Brano scelto.
-=-=-=-=-

L’UÇK detiene il potere e la NATO ne subisce le pressioni, secondo le testimonianze della famiglia di Ymer Ymeri, ex-membro del partito di Rugova, e di un giornalista ucciso solo perché lo aveva intervistato. “Noi non abbiamo festeggiato l’Indipendenza. Perché mai dovremmo? Uno stato in cui gli albanesi uccidono altri albanesi non è uno stato indipendente.”, commenta la sorella del giornalista.
La seconda puntata del documentario, intitolata “Afghanistan”, ci racconta un’altra storia, quella del futuro correlato alla droga: ben 80 per cento di tutta la droga prodotta in Afghanistan per entrare in Europa passa dalle valli e dalle montagne del Kosovo. Tutto questo sotto gli occhi della NATO. Iacona intervistai nuovi terroristi dell’ UÇK ancora in armi sul territorio macedone e racconta la capillare infiltrazione nei Balcani dei movimenti islamici più radicali, con il sostegno attivo delle organizzazioni caritatevoli dei paesi del Golfo Arabico. E poi, risalendo le strade della droga che dal Kosovo passano per la Turchia e per l’Iran, il giornalista si inoltra in Afghanistan visitando le zone del contingente militare italiano e dove si avverte una preoccupante rivincita dei talebani, che, nel frattempo, ottengono sempre più consensi da parte dei civili e aumentano il loro potere grazie al traffico dell’oppio.
Ma tornando alla questione kosovara, vorrei ricordare alcuni frammenti di interviste rilasciate a diversi giornali dal più noto ed importante scrittore albanese, Ismail Kadare. Riguardo la situazione del Kosovo dopo la proclamazione dell’indipendenza commentò: “Gli albanesi sono stati un popolo straniero in Serbia. Loro non hanno nulla in comune dal punto di vista culturale con i serbi. Gli albanesi hanno una cultura e lingua diversa e per anni hanno dovuto vivere sotto l’amministrazione serba. Questo non è assurdo, è tragico.” (“Globus”, rivista croata, 05/03/08). E, in una minuziosa analisi sulle origini dell’odio tra kosovari e serbi, scrisse: “Una delle basi della strategia serba contro gli albanesi è stata la loro religione.
Certi che l’Europa cristiana avrebbe comunque appoggiato i serbi ortodossi contro gli “albanesi musulmani”, hanno fatto tutto il possibile perché la colorazione musulmana degli albanesi venisse messa in grandissimo risalto. E questo veniva accompagnato dallo sforzo contrario: minimizzare, e se possibile far sparire, la fede originale degli albanesi, il cristianesimo. Il fatto che né l’Europa né gli Stati Uniti siano caduti in questa trappola barbara costituisce una vittoria della civiltà occidentale, che si è svincolata con coraggio dai criminali serbi, salvando così la coscienza della cristianità europea da una grave macchia. Questo atto di emancipazione euro-americano avrà apprezzabili conseguenze positive nei rapporti dell’Occidente attuale con tutto il mondo musulmano.
E forse non è casuale il fatto che all’origine di questo atto ci sia il popolo albanese, questo popolo che può essere criticato per molte cose, ma non smetterà mai di essere elogiato per una ragione meravigliosa: la tolleranza religiosa. Gli albanesi hanno tre religioni: sono cattolici, musulmani e ortodossi. Da autentici balcanici quali sono, possono essersi scontrati per tanti motivi, ma mai per la religione. Questa immagine di civilizzazione risultava eccessivamente fastidiosa per i progetti antialbanesi dei serbi: perciò hanno fatto tutti gli sforzi possibili per romperla.”. (“La repubblica”, 03/05/09).
Ma ora che i serbi in Kosovo non ci sono quasi più, quale sarà la futura immagine di civilizzazione di questo paese?

-=-=-=-=-

Materiale di lavoro.

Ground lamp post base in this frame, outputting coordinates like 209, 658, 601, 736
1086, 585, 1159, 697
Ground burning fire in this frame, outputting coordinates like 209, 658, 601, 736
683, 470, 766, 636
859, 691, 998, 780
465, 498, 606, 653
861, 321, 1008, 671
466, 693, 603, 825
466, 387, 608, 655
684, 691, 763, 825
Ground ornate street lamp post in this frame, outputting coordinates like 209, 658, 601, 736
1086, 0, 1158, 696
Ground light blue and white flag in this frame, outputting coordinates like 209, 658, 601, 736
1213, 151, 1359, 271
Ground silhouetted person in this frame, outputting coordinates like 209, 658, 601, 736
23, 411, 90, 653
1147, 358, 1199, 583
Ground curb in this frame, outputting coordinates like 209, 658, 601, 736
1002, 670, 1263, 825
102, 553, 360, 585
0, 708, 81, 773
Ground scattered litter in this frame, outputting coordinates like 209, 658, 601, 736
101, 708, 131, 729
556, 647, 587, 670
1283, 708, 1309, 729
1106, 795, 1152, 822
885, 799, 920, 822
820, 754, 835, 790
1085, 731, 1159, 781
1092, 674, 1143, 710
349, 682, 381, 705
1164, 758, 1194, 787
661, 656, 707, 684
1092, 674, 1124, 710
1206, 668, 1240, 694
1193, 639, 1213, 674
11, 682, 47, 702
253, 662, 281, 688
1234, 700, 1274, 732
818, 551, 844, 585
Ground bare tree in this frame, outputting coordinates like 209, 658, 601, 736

-=-=-=-=-

Attività richiesta. Ricopia dal brano sul Kosovo il tratto che comincia con le parole "E forse non" e si ferma dopo "di questo paese?".

Soluzione.
E forse non è casuale il fatto che all’origine di questo atto ci sia il popolo albanese, questo popolo che può essere criticato per molte cose, ma non smetterà mai di essere elogiato per una ragione meravigliosa: la tolleranza religiosa. Gli albanesi hanno tre religioni: sono cattolici, musulmani e ortodossi. Da autentici balcanici quali sono, possono essersi scontrati per tanti motivi, ma mai per la religione. Questa immagine di civilizzazione risultava eccessivamente fastidiosa per i progetti antialbanesi dei serbi: perciò hanno fatto tutti gli sforzi possibili per romperla.”. (“La repubblica”, 03/05/09).
Ma ora che i serbi in Kosovo non ci sono quasi più, quale sarà la futura immagine di civilizzazione di questo paese?